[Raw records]
-.-.-

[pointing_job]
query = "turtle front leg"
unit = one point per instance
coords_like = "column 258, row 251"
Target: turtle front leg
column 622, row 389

-.-.-

▸ DESCRIPTION OF THE TASK: Rewrite the data with every instance of "front leg" changed to "foreleg" and everything else unchanged.

▸ CORRECT RESPONSE:
[pointing_job]
query = "turtle foreleg"
unit = one point per instance
coords_like = "column 258, row 251"
Target: turtle foreleg
column 622, row 389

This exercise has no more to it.